Everything from the line containing "light pole in the photo above." to the last line of the records must be returned verbatim; nothing else belongs in the output.
▼▼▼
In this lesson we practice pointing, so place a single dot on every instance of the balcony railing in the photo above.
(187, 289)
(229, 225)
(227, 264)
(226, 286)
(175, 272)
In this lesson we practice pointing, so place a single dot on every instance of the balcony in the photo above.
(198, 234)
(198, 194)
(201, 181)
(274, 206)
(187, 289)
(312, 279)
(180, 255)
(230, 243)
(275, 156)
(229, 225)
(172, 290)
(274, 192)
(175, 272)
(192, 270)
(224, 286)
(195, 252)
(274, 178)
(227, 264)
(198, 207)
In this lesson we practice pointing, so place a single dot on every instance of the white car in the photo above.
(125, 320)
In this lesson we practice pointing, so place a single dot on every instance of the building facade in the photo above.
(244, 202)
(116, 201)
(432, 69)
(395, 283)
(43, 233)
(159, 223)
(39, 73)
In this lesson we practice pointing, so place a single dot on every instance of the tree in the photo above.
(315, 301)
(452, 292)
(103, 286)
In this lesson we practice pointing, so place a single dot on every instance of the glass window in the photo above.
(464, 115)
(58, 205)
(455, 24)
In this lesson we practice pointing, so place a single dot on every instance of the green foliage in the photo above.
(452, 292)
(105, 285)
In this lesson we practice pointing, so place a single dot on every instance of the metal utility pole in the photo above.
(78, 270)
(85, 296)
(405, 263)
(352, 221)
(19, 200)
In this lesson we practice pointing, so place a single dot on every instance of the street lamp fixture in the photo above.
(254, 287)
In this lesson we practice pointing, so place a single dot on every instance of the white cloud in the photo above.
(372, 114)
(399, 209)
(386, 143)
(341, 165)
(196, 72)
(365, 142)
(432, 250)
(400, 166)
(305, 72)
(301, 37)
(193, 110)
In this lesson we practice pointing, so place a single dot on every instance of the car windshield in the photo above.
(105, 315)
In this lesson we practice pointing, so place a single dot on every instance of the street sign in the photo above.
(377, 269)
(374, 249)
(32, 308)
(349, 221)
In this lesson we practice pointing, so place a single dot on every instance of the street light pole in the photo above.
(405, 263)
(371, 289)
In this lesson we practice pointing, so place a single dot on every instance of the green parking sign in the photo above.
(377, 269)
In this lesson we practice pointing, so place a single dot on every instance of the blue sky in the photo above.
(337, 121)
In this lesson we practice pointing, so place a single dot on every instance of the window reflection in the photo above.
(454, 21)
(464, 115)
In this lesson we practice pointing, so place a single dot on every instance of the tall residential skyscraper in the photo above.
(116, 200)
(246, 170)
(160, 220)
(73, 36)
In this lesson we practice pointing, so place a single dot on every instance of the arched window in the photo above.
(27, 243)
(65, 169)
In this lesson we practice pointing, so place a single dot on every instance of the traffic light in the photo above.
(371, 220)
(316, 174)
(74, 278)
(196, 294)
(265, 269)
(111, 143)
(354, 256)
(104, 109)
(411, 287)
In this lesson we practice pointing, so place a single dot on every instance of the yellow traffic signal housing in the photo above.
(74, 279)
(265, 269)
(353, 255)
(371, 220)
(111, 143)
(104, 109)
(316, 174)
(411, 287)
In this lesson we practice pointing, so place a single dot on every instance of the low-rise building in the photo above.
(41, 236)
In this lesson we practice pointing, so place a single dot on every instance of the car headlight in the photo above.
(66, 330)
▲▲▲
Output -
In this lesson we practice pointing, so place a single dot on every instance of the street light pole in the photo above.
(405, 263)
(371, 289)
In this lesson we practice pointing, so place a single dot on every instance of the green parking sign in the photo above.
(377, 269)
In this lesson we practice pointing, so place a single dot on every instance of the blue sky in the photo above.
(337, 121)
In this lesson we practice pointing, so place a single dot on every instance of the window reflection in the photo above.
(454, 21)
(464, 115)
In this lesson we practice pointing, so place a single dot on every instance of the tall residential skyscraper in the photo above.
(116, 200)
(246, 170)
(160, 220)
(73, 36)
In this lesson we practice pointing, so place a single dot on every instance of the arched window in the photo above.
(27, 243)
(65, 169)
In this lesson we practice pointing, so place a single dot on every instance of the traffic light in the photo above.
(371, 220)
(316, 174)
(74, 278)
(196, 294)
(265, 269)
(111, 143)
(354, 256)
(104, 109)
(411, 287)
In this lesson we practice pointing, so place a single dot on every instance of the yellow traffic signal housing in the photo above.
(74, 279)
(265, 269)
(353, 255)
(371, 220)
(111, 143)
(104, 109)
(316, 174)
(411, 287)
In this lesson we practice pointing, so place a single dot on every instance of the low-rise building in the photo above.
(41, 236)
In this lesson we practice pointing, so place a single dot on every instance of the car headlight in the photo above.
(66, 330)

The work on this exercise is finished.